When we were still dating back in college, our campus was holding a fund-raiser of some sort for “Sweetest Day”. I thought (and still think) “Sweetest Day” is a bit silly, but at the same time, how could any guy turn down the opportunity to communicate a bit of love to the girl he’s trying to win over?

They were selling cans of “Crush” soda. For a certain price, you could have a can delivered to the mailbox of your choice. I looked at the price they were charging, looked at how much 12-packs cost at the store, and it was a no-brainer. So I went to the grocery store and got a few 12-packs to surprise her with. Looking back, I imagine everyone going to their mailboxes, and getting a can of “Crush” from their significant other. I wonder if she may have been momentarily disappointed that her beau didn’t find the time to send her one as well.

But I remember the reaction when I brought her out to my car, and opened the trunk. I totally won, whatever game or contest that was. That’s love being efficient.

But recently I’ve been reminded, both in my reading and in life, that more often – love is extremely IN-efficient.

This past Sunday, on the way to church, our 6 year old asked the question, “Daddy, when can we help clean up God’s world?” I asked her what she meant, and she went on, “Well, people litter and God wants us to help take care of His world. When can we help clean it up?”

I looked at my wife, apparently she’d asked that same question the day before when they were out. So it seemed my daughter wanted to show God her love for his world by helping clean it up.

An efficient response would have been: Create a sign-up sheet. Get a large group of people with large bags and pokers. To plan out a mapped area of who goes where, and collect as much garbage as possible.

So what did we do?cleanupgodsworld

Well, they wanted to stay in their dresses (“It’s more comfortable, dad.”), so I at least made them roll up the sleeves. I gave a trash bag to a 3, 4, and 6 year old girl and we loaded into the van. I told them I would drive until they asked me to stop, so they needed to be looking for an area that needed to be cleaned. We pulled over in a pretty high-traffic area, and unloaded. We walked up and down a sidewalk, pulling small pieces of trash out of yards and public places for about an hour. Finally our oldest daughter said, “Okay dad, I think we’ve done enough for now.” We loaded back into the van, and took our small bags of trash to a nearby park to throw away…and enjoy the weather a bit.

_Position annotation records_.
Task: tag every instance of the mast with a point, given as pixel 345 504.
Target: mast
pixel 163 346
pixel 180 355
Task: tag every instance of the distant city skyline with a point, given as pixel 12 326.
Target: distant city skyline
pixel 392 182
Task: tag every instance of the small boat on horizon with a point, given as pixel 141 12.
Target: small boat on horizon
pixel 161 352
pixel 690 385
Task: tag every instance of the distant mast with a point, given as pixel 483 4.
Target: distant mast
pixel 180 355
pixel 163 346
--
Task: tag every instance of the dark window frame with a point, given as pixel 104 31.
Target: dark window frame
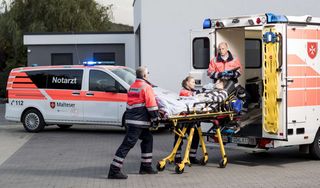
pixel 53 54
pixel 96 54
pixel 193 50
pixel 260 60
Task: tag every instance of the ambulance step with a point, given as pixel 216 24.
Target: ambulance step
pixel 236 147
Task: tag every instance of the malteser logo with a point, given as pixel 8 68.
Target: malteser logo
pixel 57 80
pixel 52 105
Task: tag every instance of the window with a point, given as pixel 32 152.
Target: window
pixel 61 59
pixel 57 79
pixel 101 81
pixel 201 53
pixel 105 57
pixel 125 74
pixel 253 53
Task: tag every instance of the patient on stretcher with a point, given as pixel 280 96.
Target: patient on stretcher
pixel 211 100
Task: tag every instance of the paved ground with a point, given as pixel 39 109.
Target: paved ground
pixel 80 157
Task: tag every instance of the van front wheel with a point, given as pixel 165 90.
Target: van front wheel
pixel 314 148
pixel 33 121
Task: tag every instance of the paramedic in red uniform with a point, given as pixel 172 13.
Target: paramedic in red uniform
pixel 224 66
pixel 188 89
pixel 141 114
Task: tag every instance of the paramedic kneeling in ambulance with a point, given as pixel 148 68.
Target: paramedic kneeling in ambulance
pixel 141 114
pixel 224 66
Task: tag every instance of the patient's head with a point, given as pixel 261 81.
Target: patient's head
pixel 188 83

_Exercises_.
1. In the story about love and efficiency, what kind of soda was the campus fund-raiser selling?
2. Please extend the story about love and efficiency, picking up after its last sentence.
Nothing in the entries has any bearing on this work.

_Task results_.
1. Cans of "Crush" soda.

2.
It was frustratingly inefficient at times. My daughters weren’t in “find trash and throw it away” mode. They were in “take a walk, and discover trash by accident and make dad touch it” mode for the most part. We didn’t exactly win any awards for how great the sidewalk looked afterward.

For God to come as Jesus was an amazingly inefficient way to make all things new.  A vulnerable baby boy?  To an unmarried young virgin?  Certainly many of us, would have chosen another route for God to take.  It’s already taken thousands of years.  But His Love continues to move and accomplish toward completion (Phil 1:6).  Likewise, adopting one orphan, is an inefficient way to bring change to the people living in the DRC.  Yet, God has called, and we’re following…believing that just as Christ has modeled – sometimes loving like God doesn’t look efficient to the world.

My daughters learned that they’re capable to help clean up God’s world. That whatever they have to offer, is acceptable and pleasing to God. That their love, even at this age, makes God’s heart skip a beat…

Where has your love been inefficient in great ways recently??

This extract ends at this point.